— What to work on —
1 – Decide whether each statement agrees with the text on bit-banding, and answer yes or no with the deciding words from that text quoted exactly. (a) The system clock is set to 100 kHz. (b) The red LED is toggled in the Update interrupt. (c) When the flag is cleared by a straight write of the mask, some ISRs are still missed.
2 – In the text on bit-banding, at roughly what rate does the timer overflow?

— Document —
The write from BB's internal register clears unexpectedly the CC2 interrupt flag. I made up the particular numbers - I don't know what will be the latencies exactly, so the "sweet spot" for the bitbanding write instruction timing for the problem to occur will be most likely different from 30. Note, that even then the CC interrupt *will* happen as the signal has already started to been passed to NVIC; except that in that ISR, when checking for interrupt source, none will be found.

I tried to visualize this risk in a simple example (to be compiled with augmented device headers) for the 'L476 DISCO. The whole system is run on a slow system clock, MSI set to 100kHz, so that the result is visible on blinking LEDs. There are no AHB/APB prescalers nor prescalers in the timer, as that's the simplest possible setting directly converting to the scheme above. A timer (TIM1) is run with ARR set so that it overflows roughly at a 10Hz rate. There are two interrupts set, one from Update and the other from Capture2. Green LED is toggled at the update rate (in fact it is toggled by hardware through CH1; I might've do it in the Update ISR by software, the result would be the same); red LED is toggled in the CC2 interrupt. To find the "sweet spot", the CC2 event is delayed from the start of cycle more and more in each update cycle, simply by incrementing the CCR2 content (shadowing is switched on for the changing CCR2 to be accepted correctly). The fact that CC2 interrupts are missed because of the bit-banding clearing of Update flag, when the "sweet spot" is reached, is visualized by red LED stopping to toggle from time to time, while green LED toggles continuously:

In the isrCnts struct-array there are counters counting the occurence of Update ISR with Update flag set (.up), occurence of CC ISR itself (.cc) and occurence of that ISR with CC2 flag set (.cc2). This is how the vicinity of the "sweet spot" in this counter looks like:

{up = 28, cc = 28, cc2 = 28},
{up = 29, cc = 29, cc2 = 29},
{up = 30, cc = 30, cc2 = 30},
{up = 31, cc = 31, cc2 = 30},
{up = 32, cc = 32, cc2 = 30},
{up = 33, cc = 33, cc2 = 30},
{up = 34, cc = 34, cc2 = 30},
{up = 35, cc = 35, cc2 = 30},
{up = 36, cc = 36, cc2 = 31},
{up = 37, cc = 37, cc2 = 32},
{up = 38, cc = 38, cc2 = 33},

The same program compiled with

// #define USE_BITBAND

commented out, i.e. the TIM_SR flags clear is performed by straight write of the mask:

#ifdef USE_BITBAND
    PERIPH_BB(TIM1->SR, TIM_SR_UIF_Pos) = 0;
#else
    TIM1->SR = ~TIM_SR_UIF;
#endif

results in the three counters in isrCnts match perfectly, while counting up, all the time. No ISR missed.

Boring... ;-)

— Entries from a pointing dataset —
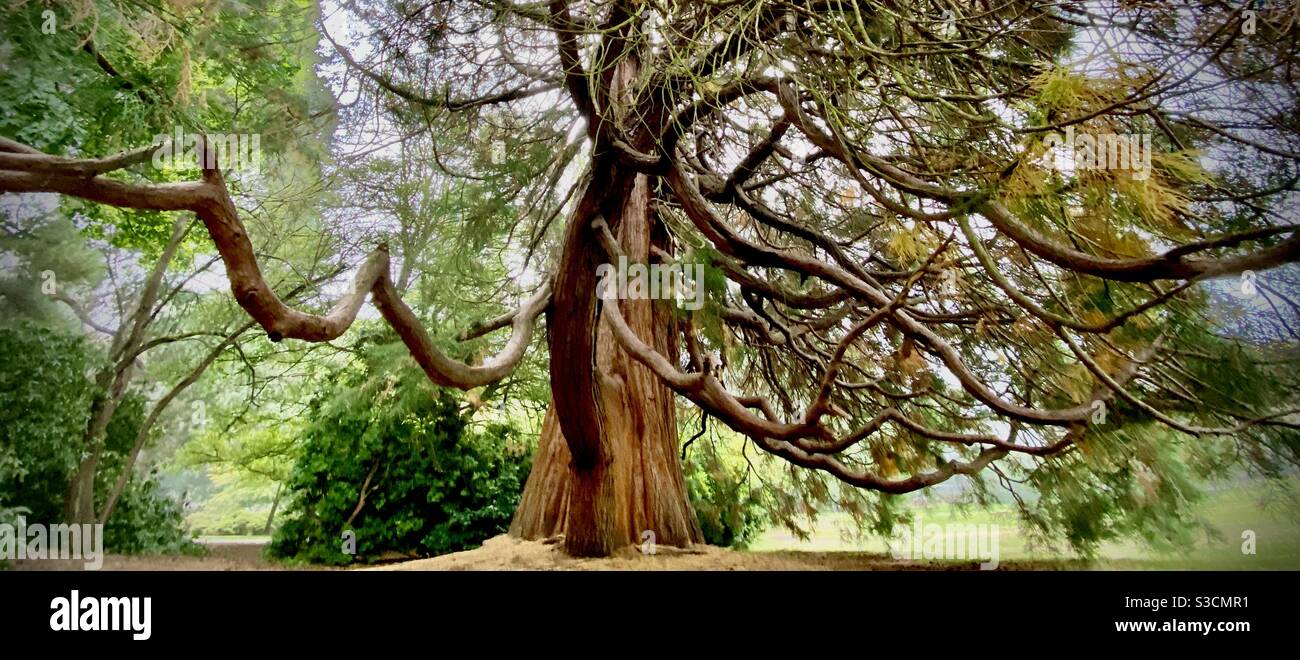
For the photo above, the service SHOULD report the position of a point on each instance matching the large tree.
(901, 285)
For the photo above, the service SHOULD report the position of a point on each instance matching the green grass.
(1230, 512)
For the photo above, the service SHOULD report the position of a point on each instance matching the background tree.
(902, 289)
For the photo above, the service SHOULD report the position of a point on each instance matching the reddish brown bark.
(632, 482)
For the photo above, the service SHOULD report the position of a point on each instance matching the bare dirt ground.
(508, 554)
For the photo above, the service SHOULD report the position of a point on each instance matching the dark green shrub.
(729, 504)
(46, 393)
(432, 486)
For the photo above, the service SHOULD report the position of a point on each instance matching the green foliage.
(44, 406)
(731, 506)
(147, 521)
(430, 483)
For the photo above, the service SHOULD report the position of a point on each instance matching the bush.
(147, 521)
(430, 485)
(731, 508)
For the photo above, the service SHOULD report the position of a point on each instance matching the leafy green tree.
(914, 289)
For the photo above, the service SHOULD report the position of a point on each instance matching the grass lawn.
(1277, 534)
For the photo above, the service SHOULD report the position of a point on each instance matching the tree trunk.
(633, 483)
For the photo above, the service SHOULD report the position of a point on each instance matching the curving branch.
(24, 170)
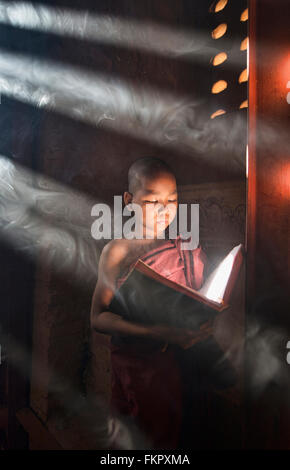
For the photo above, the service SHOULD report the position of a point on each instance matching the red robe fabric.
(146, 380)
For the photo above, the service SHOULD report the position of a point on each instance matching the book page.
(215, 286)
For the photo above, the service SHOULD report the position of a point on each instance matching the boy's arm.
(110, 323)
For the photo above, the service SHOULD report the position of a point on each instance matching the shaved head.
(146, 168)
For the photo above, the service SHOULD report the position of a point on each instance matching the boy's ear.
(127, 197)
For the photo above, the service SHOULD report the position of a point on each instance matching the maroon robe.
(146, 380)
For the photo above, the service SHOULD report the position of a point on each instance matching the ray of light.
(220, 58)
(219, 112)
(221, 4)
(244, 44)
(219, 31)
(245, 15)
(107, 29)
(219, 86)
(141, 112)
(243, 76)
(244, 104)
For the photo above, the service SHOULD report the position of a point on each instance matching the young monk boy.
(147, 383)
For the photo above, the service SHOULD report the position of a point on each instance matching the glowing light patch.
(243, 76)
(219, 31)
(244, 104)
(245, 15)
(219, 112)
(220, 5)
(244, 44)
(219, 58)
(219, 86)
(215, 286)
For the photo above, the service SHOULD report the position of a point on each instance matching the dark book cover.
(147, 297)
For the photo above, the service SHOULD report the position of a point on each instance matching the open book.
(148, 297)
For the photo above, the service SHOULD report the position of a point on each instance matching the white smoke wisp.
(103, 429)
(42, 217)
(107, 29)
(266, 365)
(139, 111)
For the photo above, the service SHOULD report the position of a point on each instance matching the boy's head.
(152, 185)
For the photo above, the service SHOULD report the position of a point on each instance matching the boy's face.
(157, 197)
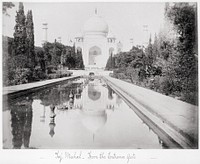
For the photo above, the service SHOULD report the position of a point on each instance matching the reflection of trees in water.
(59, 94)
(21, 121)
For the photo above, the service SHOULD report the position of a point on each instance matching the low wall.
(179, 120)
(24, 88)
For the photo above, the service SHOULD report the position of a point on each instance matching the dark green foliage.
(183, 17)
(170, 64)
(30, 40)
(20, 36)
(79, 61)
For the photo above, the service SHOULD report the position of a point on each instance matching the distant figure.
(52, 114)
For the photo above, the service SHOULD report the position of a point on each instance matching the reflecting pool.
(78, 114)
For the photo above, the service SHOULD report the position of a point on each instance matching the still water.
(75, 114)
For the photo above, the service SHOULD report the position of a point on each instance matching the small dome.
(96, 24)
(79, 35)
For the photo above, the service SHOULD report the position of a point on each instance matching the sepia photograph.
(100, 75)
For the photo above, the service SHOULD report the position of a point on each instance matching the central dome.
(96, 24)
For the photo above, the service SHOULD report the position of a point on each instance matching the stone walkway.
(180, 116)
(28, 86)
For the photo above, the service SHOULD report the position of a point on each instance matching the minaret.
(95, 11)
(45, 33)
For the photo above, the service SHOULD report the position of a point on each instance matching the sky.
(65, 20)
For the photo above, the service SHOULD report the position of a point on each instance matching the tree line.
(24, 63)
(169, 65)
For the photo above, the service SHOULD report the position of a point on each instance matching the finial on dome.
(95, 11)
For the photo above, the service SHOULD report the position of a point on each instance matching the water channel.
(79, 114)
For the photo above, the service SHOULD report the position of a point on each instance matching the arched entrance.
(93, 53)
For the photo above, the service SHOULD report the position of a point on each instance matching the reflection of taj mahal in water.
(96, 43)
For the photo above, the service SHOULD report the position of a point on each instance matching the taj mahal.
(96, 43)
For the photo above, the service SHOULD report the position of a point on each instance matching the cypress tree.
(20, 37)
(30, 40)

— Responses to the tasks —
1 –
(a) Yes: "MSI set to 100kHz"
(b) No: "red LED is toggled in the CC2 interrupt"
(c) No: "No ISR missed."

2 – Roughly 10 Hz.